### The problem:
What the task needs is the data below, written out verbatim.

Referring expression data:
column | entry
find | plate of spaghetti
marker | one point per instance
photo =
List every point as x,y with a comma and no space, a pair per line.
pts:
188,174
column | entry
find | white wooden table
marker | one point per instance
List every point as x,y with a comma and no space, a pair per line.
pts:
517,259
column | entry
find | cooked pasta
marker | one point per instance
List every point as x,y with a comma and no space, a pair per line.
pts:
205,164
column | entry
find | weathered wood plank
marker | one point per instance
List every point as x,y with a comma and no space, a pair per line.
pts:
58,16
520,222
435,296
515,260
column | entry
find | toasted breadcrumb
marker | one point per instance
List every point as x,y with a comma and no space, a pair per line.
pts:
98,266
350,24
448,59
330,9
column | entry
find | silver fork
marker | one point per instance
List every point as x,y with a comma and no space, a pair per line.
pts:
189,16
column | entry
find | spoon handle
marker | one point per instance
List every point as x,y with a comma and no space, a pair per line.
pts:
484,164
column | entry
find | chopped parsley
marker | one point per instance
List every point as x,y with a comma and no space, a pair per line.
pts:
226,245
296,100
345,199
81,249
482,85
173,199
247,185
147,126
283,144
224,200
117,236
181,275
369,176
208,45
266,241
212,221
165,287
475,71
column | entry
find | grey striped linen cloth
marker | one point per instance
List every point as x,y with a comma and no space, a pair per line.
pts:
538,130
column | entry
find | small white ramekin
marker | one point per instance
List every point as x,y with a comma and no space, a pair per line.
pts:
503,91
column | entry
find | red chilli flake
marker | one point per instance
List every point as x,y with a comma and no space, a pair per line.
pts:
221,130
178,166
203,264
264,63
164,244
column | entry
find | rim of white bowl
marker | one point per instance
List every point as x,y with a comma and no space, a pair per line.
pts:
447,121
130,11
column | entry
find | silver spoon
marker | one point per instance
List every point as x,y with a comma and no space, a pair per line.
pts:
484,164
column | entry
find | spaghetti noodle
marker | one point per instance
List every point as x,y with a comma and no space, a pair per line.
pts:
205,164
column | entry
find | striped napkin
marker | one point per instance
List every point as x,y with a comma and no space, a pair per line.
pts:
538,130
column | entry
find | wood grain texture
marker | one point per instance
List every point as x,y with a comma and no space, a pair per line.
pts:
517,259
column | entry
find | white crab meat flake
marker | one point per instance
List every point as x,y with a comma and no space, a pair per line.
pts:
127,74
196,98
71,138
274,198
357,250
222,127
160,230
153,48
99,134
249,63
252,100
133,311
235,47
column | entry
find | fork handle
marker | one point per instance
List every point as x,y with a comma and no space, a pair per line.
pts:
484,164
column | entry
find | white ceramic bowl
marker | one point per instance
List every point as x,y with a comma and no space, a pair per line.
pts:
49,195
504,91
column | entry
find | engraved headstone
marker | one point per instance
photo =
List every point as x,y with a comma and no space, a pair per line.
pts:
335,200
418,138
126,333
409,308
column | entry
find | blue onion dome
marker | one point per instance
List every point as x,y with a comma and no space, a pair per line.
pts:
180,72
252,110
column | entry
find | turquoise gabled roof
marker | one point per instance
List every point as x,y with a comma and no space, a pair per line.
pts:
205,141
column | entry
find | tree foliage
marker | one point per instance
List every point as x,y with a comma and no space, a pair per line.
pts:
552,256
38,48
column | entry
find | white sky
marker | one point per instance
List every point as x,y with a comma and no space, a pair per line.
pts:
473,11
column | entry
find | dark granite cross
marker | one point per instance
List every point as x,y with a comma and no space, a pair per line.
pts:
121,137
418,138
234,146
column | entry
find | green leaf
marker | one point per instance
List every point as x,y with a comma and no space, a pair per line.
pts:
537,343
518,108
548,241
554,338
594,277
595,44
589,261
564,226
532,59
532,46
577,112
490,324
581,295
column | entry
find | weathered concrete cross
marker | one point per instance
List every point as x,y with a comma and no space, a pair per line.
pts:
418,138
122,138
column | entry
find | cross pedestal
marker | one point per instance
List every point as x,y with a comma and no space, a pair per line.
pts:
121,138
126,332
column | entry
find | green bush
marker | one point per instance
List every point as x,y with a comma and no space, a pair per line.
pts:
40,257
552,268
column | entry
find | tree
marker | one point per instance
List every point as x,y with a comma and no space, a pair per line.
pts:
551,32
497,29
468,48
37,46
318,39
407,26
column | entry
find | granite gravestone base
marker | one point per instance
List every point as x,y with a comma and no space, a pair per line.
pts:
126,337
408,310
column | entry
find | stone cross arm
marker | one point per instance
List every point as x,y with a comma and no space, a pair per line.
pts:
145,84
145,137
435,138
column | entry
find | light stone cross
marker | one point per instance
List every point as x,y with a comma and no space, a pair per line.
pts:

### Answer box:
column | entry
find | plate of spaghetti
marker | one point per instance
photo =
List every point as x,y with a comma and no space, a pair per line.
pts:
188,174
column | entry
find | white wooden table
marker | one point per instance
List every point as x,y with a comma and no space, a pair per line.
pts:
517,259
column | entry
find | cooked pasta
marker | one point per instance
List every point as x,y with a comma and no space, a pair per line.
pts:
205,164
column | entry
find | weathered wood plank
marker | one point per instance
List every point as x,y with a comma and no space, a pair per line.
pts:
58,16
520,222
435,296
515,260
column | entry
find | toasted breadcrumb
marker | one point per instance
List every point as x,y with a comma and no space, a pair per line.
pts:
98,266
350,24
448,59
330,9
column | entry
find | silver fork
marker | one point per instance
List every point as x,y with a comma and no space, a pair per line.
pts:
189,16
column | entry
find | spoon handle
marker | one point per instance
List every point as x,y with a comma and no space, a pair per line.
pts:
484,164
column | entry
find | chopped parsley
marker | one point per instance
List every point as x,y with a comma and no space, a pair per line.
pts:
226,245
296,100
345,199
81,249
482,85
173,199
247,185
147,126
283,144
224,200
117,236
181,275
369,176
208,45
266,241
212,221
165,287
475,71
column | entry
find | grey striped linen cloth
marker | one point per instance
List every point as x,y with a comma and no space, a pair per line.
pts:
538,130
column | entry
find | small white ramekin
marker | one point per instance
List every point as x,y with a comma and no space, a pair per line.
pts:
503,91
column | entry
find | red chilli flake
marker | one point per instance
List every point as x,y with a comma and no space, a pair per line.
pts:
221,130
178,166
203,264
264,63
164,244
column | entry
find | rim of white bowl
marker | one point per instance
List every point as x,y with a comma and no space, a pair per line.
pts:
447,121
130,11
column | entry
find | silver spoon
marker | one point per instance
List every point as x,y with a comma and no space, a pair per line.
pts:
484,164
column | entry
find | spaghetti noodle
marker | one point per instance
List every point as x,y with a comma and no space, a pair per line.
pts:
205,164
column | entry
find | striped napkin
marker | one point per instance
List every point as x,y with a comma and no space, a pair per line.
pts:
538,130
column | entry
find | wood grain texture
marker | one point per instance
List every point as x,y with a comma and no space, a pair per line.
pts:
517,259
column | entry
find | white crab meat flake
marker | one point per instance
List every point as x,y with a comma and no space, a pair per line.
pts:
127,74
196,98
71,138
274,198
357,250
222,127
160,230
153,48
99,134
249,63
252,100
133,311
235,47
column | entry
find | fork handle
marker | one point per instance
List every point as x,y with a comma and no space, a pair per line.
pts:
484,164
column | entry
find | white ceramic bowl
marker | one point per instance
List every point as x,y with a comma and no space, a pair per line.
pts:
49,195
504,91
column | entry
find | engraved headstone
marker | one point per instance
photo =
List every point as x,y with a comma and no space, a pair per line.
pts:
335,200
418,138
126,333
409,308
column | entry
find | blue onion dome
marker | one point per instance
List every point as x,y with a comma and no space, a pair per line.
pts:
180,72
252,110
column | entry
find | turquoise gabled roof
marker | one point per instance
List every point as x,y with a comma and no space, a pair per line.
pts:
205,141
column | entry
find | tree foliage
marker | one point per instance
List every point as x,y with a comma and no space, a pair per line.
pts:
552,256
38,48
column | entry
find | white sky
marker | one point per instance
List every point as x,y with a comma and no space, a pair per line.
pts:
473,11
column | entry
find | dark granite cross
marker | one point per instance
List every point as x,y with a comma and no space, a pair per line.
pts:
121,137
418,138
234,146
column | entry
find | green leaf
marker | one point per instance
List every point as x,y with a comma and no space, a pair per line.
pts:
537,343
518,108
548,241
554,338
594,277
595,44
589,261
564,226
532,59
532,46
577,112
490,324
581,295
column | entry
find | weathered concrete cross
marker | one point per instance
List every point as x,y with a comma and no space, a pair per line.
pts:
418,138
122,138
column | entry
find | cross pedestal
marker | one point per instance
List every point as x,y with a comma and no space, a pair per line.
pts:
121,138
126,332
column | entry
find | green bush
marker | one point per instance
List every point as x,y with a comma and no space, a pair per line.
pts:
40,257
552,268
column | entry
find | tree
marker | one point per instance
List every point as x,y with a comma and no space, a pair per line.
pts:
551,32
497,29
468,48
37,46
318,39
407,26
column | entry
find | granite gravestone base
marker | one point per instance
List every point as x,y with a comma and no space, a pair per line.
pts:
126,337
408,310
column | entry
find | stone cross arm
marker | one point per instance
List every point as x,y with a comma and no space, a pair per line.
pts:
145,84
145,137
435,138
column | entry
find | light stone cross
marker | one point per instance
List every point as x,y with a comma and no space, a pair per line.
pts:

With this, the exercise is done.